As I write these lines, we're still hours away from the closing bell on Wall Street, but it's been an eventful day. China announced retaliatory tariffs on $75 billion in US goods, including new 5% levies on soybeans and oil from September 1, and the reinstatement of 25% duties on autos starting on December 15.
That news sent equity futures tumbling, but fortunately, Powell's Jackson Hole speech was replete with references to the darkening global growth outlook and allusions to geopolitical turmoil. He specifically mentioned weakness in the data out of China and the worsening situation in Germany, and he checked all the boxes when it comes to letting the market know he's apprised of the potential for political frictions to boil over, with negative ramifications for investors. To wit, from the speech:
We have seen further evidence of a global slowdown, notably in Germany and China. Geopolitical events have been much in the news, including the growing possibility of a hard Brexit, rising tensions in Hong Kong, and the dissolution of the Italian government.

Dataset »

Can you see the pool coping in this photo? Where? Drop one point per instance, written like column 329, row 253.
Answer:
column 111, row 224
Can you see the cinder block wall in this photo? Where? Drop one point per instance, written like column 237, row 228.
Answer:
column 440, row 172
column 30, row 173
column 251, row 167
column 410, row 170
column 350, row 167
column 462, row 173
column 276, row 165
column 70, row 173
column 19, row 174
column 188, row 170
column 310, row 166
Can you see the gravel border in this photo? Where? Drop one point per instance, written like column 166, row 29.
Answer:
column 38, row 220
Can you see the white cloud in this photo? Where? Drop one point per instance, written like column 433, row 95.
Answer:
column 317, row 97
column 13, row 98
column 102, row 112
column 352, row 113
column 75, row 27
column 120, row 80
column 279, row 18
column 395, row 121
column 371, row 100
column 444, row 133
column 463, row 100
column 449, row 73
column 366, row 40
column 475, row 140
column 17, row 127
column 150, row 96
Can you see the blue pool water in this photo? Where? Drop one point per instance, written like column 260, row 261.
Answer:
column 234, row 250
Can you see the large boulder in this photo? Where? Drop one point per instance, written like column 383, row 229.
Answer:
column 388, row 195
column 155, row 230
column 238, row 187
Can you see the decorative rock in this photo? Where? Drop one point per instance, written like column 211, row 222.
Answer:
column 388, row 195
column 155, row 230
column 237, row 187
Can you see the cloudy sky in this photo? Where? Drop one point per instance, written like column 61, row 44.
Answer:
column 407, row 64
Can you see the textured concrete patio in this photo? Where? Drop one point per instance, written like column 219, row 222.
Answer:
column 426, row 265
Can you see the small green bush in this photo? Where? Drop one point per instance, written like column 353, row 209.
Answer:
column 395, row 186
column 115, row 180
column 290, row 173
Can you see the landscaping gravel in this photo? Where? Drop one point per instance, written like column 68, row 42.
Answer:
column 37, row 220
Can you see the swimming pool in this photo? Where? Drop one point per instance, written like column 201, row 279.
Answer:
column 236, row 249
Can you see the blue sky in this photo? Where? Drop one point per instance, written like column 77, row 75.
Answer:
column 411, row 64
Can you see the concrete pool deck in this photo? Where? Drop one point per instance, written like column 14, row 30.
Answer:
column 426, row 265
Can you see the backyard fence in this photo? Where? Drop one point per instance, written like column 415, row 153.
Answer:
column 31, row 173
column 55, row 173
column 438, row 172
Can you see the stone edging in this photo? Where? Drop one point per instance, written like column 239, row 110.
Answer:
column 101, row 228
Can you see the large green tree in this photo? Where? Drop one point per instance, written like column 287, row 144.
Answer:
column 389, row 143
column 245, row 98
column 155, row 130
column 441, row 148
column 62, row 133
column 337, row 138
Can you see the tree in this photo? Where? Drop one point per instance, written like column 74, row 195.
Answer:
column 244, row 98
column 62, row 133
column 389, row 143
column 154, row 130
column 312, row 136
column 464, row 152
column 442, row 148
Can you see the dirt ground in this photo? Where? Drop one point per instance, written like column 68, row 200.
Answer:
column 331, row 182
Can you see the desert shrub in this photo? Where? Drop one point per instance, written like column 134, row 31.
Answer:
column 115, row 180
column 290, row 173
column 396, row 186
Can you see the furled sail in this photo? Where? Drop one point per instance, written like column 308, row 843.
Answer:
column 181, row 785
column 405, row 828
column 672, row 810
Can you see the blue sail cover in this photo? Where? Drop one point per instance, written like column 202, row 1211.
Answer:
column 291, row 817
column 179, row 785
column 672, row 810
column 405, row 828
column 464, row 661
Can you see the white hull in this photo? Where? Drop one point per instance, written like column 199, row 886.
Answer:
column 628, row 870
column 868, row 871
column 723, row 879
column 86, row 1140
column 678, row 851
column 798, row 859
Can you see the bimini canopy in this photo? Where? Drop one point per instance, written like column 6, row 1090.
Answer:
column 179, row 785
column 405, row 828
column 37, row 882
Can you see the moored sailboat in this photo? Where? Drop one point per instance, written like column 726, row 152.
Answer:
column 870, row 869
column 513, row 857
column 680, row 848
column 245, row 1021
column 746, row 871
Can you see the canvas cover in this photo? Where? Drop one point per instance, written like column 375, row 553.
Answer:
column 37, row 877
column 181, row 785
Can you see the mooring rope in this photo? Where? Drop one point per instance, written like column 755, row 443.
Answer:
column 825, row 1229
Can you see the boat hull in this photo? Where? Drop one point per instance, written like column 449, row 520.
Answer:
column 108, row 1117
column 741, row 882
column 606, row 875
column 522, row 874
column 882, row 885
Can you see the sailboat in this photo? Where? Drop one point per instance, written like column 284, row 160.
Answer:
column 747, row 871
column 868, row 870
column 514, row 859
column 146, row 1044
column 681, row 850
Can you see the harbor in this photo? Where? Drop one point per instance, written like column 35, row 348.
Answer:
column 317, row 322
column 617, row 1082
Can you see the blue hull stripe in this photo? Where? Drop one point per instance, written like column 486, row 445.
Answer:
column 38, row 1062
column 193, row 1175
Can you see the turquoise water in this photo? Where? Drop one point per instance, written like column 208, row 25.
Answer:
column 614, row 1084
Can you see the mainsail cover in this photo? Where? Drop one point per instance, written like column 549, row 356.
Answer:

Problems and tasks »
• 1. Answer these about the market commentary:
(a) What new levy rate applies to soybeans and oil, and from what date?
(b) When do the reinstated 25% duties on autos start?
(c) In which two countries did Powell point to weakness?
• 2. Please quote the part of the market commentary that opens with the words containing "As I write these" and closes with "on December 15.".
• 3. List the geopolitical events named in the speech excerpt quoted in the market commentary.

Completed exercise »
• 1.
(a) 5%, from September 1
(b) December 15
(c) Germany and China

• 2.
As I write these lines, we're still hours away from the closing bell on Wall Street, but it's been an eventful day. China announced retaliatory tariffs on $75 billion in US goods, including new 5% levies on soybeans and oil from September 1, and the reinstatement of 25% duties on autos starting on December 15.

• 3.
- The growing possibility of a hard Brexit
- Rising tensions in Hong Kong
- The dissolution of the Italian government